**WHAT YOU WILL DO:**
In the listing below, a line holding "Target: gray roof tile" and a line holding "Where can the maple" mark the range. Retype both exactly, with all lines between them.

**EXERCISE DATA:**
* * * * * * *

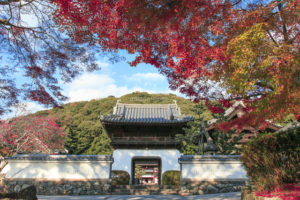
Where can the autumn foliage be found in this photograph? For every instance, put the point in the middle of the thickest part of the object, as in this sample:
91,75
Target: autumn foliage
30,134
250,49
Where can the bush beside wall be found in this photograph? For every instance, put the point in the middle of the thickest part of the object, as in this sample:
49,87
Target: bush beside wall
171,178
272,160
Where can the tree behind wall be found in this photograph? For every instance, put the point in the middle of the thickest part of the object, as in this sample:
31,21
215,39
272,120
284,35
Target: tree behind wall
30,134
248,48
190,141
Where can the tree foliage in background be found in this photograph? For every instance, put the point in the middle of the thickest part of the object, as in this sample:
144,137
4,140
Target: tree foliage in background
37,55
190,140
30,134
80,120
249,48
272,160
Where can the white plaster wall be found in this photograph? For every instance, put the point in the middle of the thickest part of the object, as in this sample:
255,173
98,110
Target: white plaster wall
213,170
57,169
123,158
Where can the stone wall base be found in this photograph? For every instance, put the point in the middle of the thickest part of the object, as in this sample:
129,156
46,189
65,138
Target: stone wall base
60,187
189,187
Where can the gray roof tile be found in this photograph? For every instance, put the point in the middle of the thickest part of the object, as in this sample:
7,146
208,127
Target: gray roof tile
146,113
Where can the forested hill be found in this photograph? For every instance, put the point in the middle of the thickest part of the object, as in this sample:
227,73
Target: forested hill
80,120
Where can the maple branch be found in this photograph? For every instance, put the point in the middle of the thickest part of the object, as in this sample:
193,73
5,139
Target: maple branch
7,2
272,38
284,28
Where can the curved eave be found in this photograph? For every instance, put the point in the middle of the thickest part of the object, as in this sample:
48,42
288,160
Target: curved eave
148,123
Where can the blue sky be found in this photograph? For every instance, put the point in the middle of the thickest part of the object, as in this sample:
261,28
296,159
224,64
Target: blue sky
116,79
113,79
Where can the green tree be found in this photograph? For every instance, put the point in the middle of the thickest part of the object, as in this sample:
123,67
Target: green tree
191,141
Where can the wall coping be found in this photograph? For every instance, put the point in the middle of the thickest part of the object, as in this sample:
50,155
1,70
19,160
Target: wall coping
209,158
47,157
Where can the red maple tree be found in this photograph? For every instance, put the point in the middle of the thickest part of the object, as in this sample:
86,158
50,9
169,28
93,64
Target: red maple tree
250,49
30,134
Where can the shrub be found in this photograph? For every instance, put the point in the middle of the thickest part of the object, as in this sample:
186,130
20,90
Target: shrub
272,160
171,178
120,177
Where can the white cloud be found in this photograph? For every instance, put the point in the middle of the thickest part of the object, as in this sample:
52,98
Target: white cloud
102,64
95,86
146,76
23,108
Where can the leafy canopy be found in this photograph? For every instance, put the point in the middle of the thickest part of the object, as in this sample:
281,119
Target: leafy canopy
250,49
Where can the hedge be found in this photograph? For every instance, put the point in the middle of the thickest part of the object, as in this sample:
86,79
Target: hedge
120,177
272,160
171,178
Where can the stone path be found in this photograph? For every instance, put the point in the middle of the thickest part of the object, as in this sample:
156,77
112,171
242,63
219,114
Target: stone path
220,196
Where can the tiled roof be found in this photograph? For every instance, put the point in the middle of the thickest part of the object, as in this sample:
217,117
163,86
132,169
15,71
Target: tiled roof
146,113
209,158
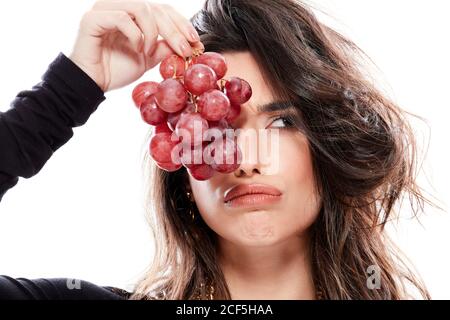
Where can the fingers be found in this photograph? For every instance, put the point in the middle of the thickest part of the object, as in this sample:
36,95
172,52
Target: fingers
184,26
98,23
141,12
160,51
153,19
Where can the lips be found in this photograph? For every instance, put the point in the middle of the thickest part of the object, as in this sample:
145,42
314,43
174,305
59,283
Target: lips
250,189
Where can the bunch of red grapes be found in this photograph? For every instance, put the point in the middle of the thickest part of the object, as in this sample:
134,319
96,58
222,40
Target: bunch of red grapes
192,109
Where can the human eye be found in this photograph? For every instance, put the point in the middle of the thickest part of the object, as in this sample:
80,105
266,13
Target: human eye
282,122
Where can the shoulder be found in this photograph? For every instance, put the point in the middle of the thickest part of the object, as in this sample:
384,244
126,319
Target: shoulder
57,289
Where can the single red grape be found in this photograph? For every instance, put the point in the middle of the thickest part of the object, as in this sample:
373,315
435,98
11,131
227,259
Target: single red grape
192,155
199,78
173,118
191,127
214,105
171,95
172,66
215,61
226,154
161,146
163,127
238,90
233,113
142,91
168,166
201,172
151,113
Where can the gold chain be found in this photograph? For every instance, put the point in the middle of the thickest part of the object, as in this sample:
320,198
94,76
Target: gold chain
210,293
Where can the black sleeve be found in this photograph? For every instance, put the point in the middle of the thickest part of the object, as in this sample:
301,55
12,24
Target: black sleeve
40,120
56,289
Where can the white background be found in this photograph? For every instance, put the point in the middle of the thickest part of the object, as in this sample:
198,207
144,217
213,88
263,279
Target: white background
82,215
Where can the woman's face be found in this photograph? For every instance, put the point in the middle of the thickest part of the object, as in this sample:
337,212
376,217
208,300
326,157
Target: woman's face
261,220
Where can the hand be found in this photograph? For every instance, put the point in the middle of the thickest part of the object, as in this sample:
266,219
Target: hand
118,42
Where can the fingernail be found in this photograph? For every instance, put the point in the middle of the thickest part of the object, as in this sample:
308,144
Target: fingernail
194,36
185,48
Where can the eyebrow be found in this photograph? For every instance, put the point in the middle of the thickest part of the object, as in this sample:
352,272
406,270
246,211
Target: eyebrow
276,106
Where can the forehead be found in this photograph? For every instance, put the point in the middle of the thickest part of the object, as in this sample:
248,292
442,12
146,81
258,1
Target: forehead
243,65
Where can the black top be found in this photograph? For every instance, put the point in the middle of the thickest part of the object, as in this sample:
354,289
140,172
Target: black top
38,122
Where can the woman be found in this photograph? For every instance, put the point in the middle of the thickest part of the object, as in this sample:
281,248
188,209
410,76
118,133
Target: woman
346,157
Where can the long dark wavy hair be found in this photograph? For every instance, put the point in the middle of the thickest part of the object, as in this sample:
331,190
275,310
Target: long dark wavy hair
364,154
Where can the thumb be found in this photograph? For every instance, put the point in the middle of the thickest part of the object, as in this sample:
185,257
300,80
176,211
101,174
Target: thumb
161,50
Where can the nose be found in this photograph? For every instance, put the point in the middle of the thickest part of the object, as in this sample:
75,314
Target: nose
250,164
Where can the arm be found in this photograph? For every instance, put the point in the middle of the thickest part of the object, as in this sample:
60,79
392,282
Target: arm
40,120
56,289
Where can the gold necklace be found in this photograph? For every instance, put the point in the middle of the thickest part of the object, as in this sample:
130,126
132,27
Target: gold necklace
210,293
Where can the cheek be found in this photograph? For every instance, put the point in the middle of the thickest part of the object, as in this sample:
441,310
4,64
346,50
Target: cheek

* * * * * * *

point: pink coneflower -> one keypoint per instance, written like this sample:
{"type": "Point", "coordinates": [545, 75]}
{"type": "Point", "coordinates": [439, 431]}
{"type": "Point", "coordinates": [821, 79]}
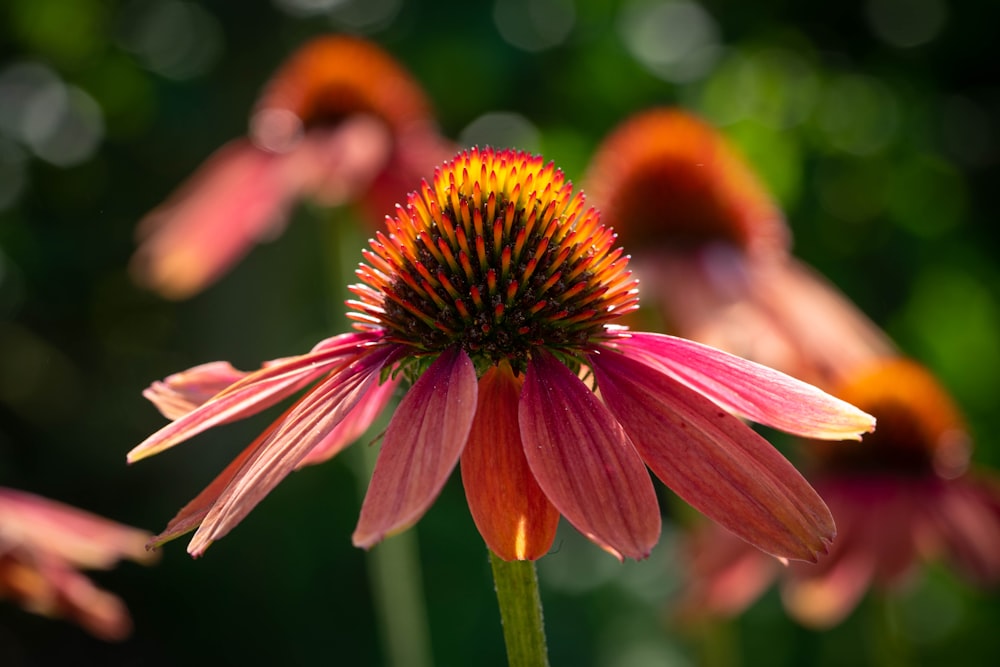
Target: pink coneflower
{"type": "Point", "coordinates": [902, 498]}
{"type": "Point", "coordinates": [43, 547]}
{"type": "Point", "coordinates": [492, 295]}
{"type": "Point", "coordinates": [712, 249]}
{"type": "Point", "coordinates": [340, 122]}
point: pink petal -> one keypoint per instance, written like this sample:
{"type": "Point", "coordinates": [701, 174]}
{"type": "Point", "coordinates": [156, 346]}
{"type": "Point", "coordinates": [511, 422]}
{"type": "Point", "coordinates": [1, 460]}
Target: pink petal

* * * * * * *

**THE ANSWER:**
Target: gray roof tile
146,113
Where can the forested hill be found in this photograph? For every instance, put the point in the middle of the thickest part of the object, as in this sample:
227,73
Target: forested hill
80,120
Where can the maple branch be found in this photograph? For every instance, put the point in the middle of the thickest part of the object, as in this sample:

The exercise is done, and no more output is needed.